RECORDS PROVIDED —
>> start
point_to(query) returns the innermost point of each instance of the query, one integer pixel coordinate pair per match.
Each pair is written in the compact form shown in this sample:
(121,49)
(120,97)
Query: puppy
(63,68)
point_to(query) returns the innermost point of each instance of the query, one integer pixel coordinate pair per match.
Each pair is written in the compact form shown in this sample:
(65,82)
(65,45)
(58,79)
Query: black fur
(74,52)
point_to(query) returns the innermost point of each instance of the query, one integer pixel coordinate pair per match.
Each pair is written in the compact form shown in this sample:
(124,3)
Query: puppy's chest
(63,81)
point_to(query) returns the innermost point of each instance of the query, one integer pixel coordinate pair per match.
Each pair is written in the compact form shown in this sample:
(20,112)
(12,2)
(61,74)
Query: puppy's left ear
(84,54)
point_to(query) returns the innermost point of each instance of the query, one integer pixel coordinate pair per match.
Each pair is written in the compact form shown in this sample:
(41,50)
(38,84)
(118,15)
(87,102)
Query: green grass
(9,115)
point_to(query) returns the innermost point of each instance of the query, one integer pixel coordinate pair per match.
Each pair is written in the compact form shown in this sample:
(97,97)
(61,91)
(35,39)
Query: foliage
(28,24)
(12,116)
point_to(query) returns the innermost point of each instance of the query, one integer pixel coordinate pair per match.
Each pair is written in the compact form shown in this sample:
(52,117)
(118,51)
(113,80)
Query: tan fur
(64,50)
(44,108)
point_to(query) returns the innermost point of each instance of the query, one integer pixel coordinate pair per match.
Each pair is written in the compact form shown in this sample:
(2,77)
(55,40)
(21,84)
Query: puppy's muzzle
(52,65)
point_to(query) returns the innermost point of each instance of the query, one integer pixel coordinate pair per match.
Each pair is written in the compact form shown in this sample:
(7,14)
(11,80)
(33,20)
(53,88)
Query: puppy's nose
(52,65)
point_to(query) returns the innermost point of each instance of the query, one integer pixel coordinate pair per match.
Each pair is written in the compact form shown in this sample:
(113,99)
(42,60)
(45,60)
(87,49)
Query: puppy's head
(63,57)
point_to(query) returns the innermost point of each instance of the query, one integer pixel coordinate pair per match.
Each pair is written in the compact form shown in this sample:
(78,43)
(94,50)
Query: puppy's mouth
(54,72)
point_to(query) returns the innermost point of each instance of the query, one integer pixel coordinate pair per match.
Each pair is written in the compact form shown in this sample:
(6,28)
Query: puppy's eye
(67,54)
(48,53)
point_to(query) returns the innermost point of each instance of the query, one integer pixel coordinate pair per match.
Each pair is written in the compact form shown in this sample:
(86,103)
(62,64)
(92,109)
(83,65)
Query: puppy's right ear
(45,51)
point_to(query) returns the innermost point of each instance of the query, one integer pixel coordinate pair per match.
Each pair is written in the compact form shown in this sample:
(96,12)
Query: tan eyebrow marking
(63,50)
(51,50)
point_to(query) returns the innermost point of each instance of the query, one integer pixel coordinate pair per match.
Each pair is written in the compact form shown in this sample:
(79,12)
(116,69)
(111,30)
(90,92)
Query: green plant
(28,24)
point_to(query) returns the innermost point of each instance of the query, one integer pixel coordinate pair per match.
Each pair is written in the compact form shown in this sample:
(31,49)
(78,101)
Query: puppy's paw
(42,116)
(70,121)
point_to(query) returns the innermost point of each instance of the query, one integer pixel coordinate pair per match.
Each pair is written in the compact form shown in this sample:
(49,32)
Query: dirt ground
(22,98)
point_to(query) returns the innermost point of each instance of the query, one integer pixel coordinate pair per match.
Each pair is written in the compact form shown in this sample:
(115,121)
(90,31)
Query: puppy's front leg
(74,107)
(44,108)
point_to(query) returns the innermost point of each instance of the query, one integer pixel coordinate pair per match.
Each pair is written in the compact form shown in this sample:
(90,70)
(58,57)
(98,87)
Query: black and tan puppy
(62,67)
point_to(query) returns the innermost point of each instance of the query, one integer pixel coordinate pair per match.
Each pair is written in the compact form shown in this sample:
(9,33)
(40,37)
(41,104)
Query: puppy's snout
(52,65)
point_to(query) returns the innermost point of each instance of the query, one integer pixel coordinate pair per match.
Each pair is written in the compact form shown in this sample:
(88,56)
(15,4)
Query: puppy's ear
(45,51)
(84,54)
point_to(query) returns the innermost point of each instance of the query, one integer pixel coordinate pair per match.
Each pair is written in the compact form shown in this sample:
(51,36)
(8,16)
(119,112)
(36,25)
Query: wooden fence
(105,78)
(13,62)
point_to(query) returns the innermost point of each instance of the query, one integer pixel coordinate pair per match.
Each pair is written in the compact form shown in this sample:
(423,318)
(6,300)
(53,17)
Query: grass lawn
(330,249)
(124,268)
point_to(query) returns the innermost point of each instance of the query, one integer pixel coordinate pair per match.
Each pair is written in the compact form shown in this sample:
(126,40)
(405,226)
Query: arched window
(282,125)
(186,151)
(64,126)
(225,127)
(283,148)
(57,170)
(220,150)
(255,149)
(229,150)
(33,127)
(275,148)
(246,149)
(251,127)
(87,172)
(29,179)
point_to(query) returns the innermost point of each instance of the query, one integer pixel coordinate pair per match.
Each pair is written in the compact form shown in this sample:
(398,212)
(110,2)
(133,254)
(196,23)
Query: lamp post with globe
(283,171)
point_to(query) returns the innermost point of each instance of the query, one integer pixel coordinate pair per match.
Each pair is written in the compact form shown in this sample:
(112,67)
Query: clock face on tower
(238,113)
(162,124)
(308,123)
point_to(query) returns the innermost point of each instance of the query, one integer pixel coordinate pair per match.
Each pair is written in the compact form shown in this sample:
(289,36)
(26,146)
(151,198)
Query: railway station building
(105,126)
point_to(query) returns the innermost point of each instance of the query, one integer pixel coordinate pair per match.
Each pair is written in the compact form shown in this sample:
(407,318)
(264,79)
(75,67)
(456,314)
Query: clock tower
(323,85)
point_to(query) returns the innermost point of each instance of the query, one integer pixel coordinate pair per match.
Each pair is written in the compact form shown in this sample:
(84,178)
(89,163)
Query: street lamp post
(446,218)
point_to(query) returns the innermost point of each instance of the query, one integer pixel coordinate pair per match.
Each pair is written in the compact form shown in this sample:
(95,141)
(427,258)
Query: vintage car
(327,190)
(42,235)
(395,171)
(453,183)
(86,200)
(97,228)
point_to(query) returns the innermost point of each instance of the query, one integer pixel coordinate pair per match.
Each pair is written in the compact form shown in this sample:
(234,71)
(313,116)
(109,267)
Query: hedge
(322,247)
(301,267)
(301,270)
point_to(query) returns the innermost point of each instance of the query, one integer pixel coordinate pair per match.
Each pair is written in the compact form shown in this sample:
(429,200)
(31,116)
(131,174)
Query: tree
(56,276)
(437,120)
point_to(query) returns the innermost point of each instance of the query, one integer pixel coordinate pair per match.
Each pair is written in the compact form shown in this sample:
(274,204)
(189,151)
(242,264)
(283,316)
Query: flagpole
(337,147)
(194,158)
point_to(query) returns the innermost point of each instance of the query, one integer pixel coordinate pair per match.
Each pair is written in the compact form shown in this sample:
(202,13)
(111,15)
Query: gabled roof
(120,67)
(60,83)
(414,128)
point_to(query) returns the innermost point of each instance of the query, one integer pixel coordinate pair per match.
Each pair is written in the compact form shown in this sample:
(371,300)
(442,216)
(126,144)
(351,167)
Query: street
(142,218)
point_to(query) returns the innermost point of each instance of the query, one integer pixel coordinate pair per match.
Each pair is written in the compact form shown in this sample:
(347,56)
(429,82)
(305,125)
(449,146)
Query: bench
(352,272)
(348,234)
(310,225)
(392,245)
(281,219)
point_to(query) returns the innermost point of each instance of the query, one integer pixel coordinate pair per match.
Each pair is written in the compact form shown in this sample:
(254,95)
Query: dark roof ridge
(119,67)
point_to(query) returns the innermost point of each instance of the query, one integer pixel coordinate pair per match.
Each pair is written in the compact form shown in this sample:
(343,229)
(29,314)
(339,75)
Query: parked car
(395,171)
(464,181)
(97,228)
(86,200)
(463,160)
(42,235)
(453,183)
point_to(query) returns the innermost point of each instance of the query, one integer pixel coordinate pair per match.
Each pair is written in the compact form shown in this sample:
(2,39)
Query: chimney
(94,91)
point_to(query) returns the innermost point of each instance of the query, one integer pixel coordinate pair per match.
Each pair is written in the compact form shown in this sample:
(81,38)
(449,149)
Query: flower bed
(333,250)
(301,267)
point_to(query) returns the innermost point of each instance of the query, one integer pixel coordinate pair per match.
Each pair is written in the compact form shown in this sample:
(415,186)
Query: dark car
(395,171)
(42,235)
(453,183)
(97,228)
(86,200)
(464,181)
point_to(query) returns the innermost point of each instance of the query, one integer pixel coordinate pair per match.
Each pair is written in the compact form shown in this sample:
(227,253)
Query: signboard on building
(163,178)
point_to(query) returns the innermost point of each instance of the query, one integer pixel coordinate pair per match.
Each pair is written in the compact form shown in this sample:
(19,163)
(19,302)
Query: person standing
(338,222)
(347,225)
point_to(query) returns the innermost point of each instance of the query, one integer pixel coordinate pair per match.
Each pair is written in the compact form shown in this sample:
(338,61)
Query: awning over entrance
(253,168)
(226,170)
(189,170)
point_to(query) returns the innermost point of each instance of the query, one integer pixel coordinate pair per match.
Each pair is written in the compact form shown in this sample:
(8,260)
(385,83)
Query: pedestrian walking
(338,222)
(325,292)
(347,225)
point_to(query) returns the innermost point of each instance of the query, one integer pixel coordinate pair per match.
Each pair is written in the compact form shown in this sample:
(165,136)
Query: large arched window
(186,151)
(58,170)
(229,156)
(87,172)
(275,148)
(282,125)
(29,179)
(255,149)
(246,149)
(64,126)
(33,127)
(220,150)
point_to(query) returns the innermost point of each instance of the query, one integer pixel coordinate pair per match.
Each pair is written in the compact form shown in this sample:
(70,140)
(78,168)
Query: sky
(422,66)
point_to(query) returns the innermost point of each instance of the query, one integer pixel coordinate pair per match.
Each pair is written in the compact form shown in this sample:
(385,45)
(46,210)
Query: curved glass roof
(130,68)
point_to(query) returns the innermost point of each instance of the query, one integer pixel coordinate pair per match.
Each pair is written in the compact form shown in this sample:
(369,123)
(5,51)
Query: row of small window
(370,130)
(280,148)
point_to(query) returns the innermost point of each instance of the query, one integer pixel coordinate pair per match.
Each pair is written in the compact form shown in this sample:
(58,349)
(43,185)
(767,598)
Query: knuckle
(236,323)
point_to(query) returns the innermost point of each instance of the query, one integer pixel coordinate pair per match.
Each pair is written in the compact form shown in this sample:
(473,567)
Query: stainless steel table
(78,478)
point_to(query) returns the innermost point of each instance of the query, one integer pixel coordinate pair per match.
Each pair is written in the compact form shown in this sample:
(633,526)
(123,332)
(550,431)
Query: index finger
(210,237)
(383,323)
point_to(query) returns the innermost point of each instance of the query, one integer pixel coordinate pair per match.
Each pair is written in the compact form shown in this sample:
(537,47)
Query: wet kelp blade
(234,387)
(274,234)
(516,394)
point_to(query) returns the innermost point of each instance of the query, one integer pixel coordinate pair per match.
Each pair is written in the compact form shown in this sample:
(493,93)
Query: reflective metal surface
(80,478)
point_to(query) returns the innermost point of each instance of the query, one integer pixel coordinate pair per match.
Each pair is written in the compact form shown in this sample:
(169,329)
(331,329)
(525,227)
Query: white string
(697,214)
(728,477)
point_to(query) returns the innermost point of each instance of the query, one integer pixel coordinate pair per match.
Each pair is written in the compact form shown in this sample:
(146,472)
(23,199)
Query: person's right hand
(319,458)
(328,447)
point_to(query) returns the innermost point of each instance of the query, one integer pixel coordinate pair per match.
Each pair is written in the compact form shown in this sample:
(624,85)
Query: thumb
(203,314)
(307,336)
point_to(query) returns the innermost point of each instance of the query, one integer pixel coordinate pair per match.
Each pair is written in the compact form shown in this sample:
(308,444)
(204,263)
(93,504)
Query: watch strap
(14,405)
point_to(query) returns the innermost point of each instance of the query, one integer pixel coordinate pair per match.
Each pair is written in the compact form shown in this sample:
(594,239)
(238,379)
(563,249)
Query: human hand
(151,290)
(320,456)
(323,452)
>> end
REQUEST — List every line in the entries above that contains the string "street". Matching is case-sensitive.

EXERCISE ANSWER —
Query: street lamp post
Query: street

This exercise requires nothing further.